> [About this exercise] Where an entry contains an image, skip the image and print the rest exactly.
%%
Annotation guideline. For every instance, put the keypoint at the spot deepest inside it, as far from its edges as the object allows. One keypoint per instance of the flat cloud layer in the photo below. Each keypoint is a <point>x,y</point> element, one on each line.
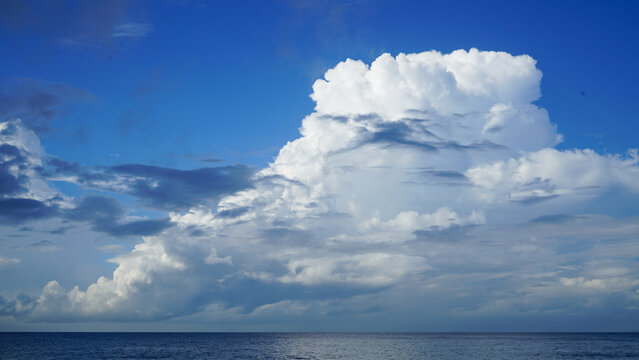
<point>424,184</point>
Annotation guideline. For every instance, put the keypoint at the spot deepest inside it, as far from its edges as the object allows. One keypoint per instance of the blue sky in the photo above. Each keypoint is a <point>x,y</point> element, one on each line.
<point>173,146</point>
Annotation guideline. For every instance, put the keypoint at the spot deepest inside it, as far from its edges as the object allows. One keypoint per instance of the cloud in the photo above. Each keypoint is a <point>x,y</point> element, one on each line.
<point>105,215</point>
<point>174,189</point>
<point>21,210</point>
<point>90,24</point>
<point>37,102</point>
<point>358,215</point>
<point>4,261</point>
<point>132,30</point>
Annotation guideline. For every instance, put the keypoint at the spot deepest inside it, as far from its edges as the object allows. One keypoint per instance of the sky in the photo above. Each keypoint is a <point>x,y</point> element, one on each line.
<point>319,166</point>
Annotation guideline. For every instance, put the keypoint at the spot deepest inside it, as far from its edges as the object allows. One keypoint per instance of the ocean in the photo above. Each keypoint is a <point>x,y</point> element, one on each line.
<point>510,346</point>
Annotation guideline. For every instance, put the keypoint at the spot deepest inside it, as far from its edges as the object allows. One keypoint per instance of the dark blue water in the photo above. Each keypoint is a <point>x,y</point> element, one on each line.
<point>510,346</point>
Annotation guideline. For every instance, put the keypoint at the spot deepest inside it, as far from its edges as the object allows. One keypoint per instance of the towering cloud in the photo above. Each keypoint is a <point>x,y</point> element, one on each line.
<point>415,176</point>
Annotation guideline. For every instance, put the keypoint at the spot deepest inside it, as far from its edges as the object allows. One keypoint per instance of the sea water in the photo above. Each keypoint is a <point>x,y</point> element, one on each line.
<point>510,346</point>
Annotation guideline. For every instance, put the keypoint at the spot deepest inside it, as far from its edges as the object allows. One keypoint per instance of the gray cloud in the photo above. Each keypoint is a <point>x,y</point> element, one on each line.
<point>105,215</point>
<point>37,102</point>
<point>17,210</point>
<point>173,189</point>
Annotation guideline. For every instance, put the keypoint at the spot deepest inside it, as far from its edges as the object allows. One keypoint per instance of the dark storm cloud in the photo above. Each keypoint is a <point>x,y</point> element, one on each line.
<point>104,214</point>
<point>233,213</point>
<point>36,102</point>
<point>173,189</point>
<point>555,219</point>
<point>75,23</point>
<point>14,210</point>
<point>159,187</point>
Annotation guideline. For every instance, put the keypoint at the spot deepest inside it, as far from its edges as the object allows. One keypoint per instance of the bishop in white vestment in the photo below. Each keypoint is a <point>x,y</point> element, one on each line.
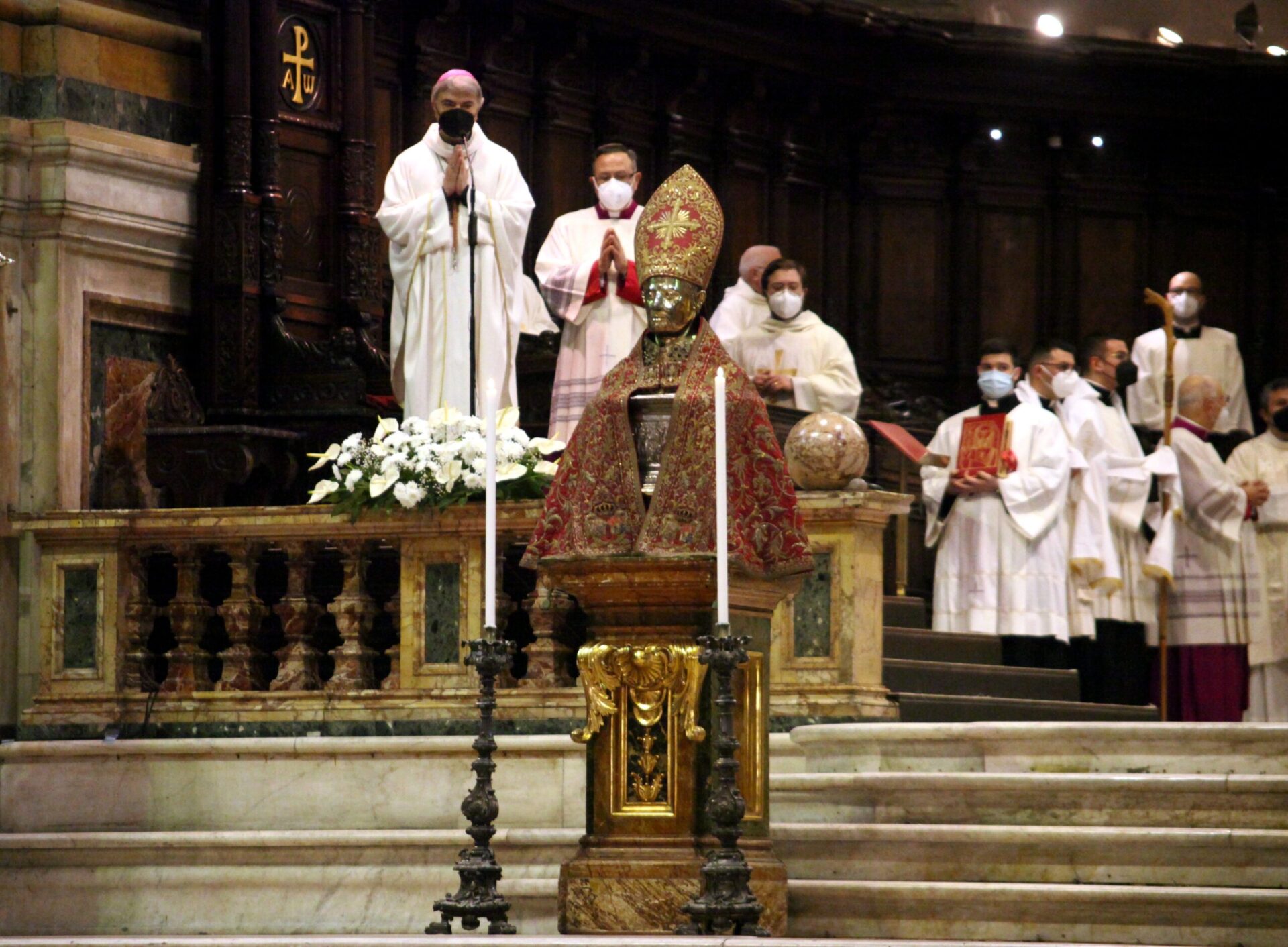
%%
> [Finished task]
Annotation guideline. For every instance, put the keypoint at the spot deepest inside it, as far from its edges as the object allows. One keypoint per instance of the flat cloud layer in the photo below. Each keypoint is a <point>x,y</point> element, one on each line.
<point>424,184</point>
Annotation guideline. For every instance, put the keypoint at the spot deepest inside it, as far from its edges as the object allows. One keypoint per instance of the blue sky in the photo above. Each keypoint is a <point>x,y</point> element, one on each line.
<point>173,146</point>
Annotation guideline. For every instance, put the keypoint at the spot deepest inside it, as far from its edges as the object allows. One keypoint per instance of the cloud in the photo above. Each keypoint is a <point>x,y</point> element, one on each line.
<point>105,215</point>
<point>174,189</point>
<point>21,210</point>
<point>90,24</point>
<point>37,102</point>
<point>358,215</point>
<point>4,261</point>
<point>132,30</point>
Annotation guideline. For every instance, put the keypoint at the spot deepest inside it, as far from its edges as the object allows. One keypoint per instance of the sky in the photo above. Each keypoint is a <point>x,y</point> element, one on each line.
<point>319,166</point>
Annotation guideline. For every instance, put the keypoint at the spot deepest inside it, as far from its edges as the object allows. One keypoint per instance of the ocean in the photo above. Each keypoint is a <point>x,y</point> element, one on each line.
<point>510,346</point>
Annotation guideline. For every instance, put the keypoint at the spot deepest inside it, as far from its edges as the object allows. One keypoint per instance of the dark blue water in the photo above. Each keypoint is a <point>x,y</point> element, one on each line.
<point>510,346</point>
Annotation guideline. For every instance, put the keypoint at the spot deepest inside it, as far from its edges as the object allows. One keypoint per instance of the towering cloud in the photo above. Each keypoint is a <point>x,y</point> element, one on each line.
<point>415,176</point>
Annotation guideline. For every instance, put the keypoint at the spot deepest inside it, as far from its edges as the object allows. One keypoint per instance of the sea water in the photo above. Each keypoint is a <point>x,y</point> element, one on each line.
<point>510,346</point>
Annotation guideline. For every instance, put the keypoint at the spot deepest inside it, as far from its edges as the object allows. One keypoint per instance of the gray cloud in the photo above. Each keypoint is a <point>x,y</point> element, one on each line.
<point>105,215</point>
<point>37,102</point>
<point>17,210</point>
<point>173,189</point>
Annotation guideline. For every instance, put the keypoint at the spot deepest inside it, as far from its edges as the object allows. One keypoint per instance of the dark storm cloud in the photo above. Each keypoint is a <point>x,y</point> element, one on each line.
<point>104,214</point>
<point>233,213</point>
<point>36,102</point>
<point>173,189</point>
<point>555,219</point>
<point>75,23</point>
<point>14,210</point>
<point>159,187</point>
Annotation guideline. For every instance, put the keypoint at the spot deepest inside it, as far from its edges as the object allows. One keypoint per instance of the bishop in white vestment in the photo below. Each keypoint is a <point>x,y</point> element, one on each line.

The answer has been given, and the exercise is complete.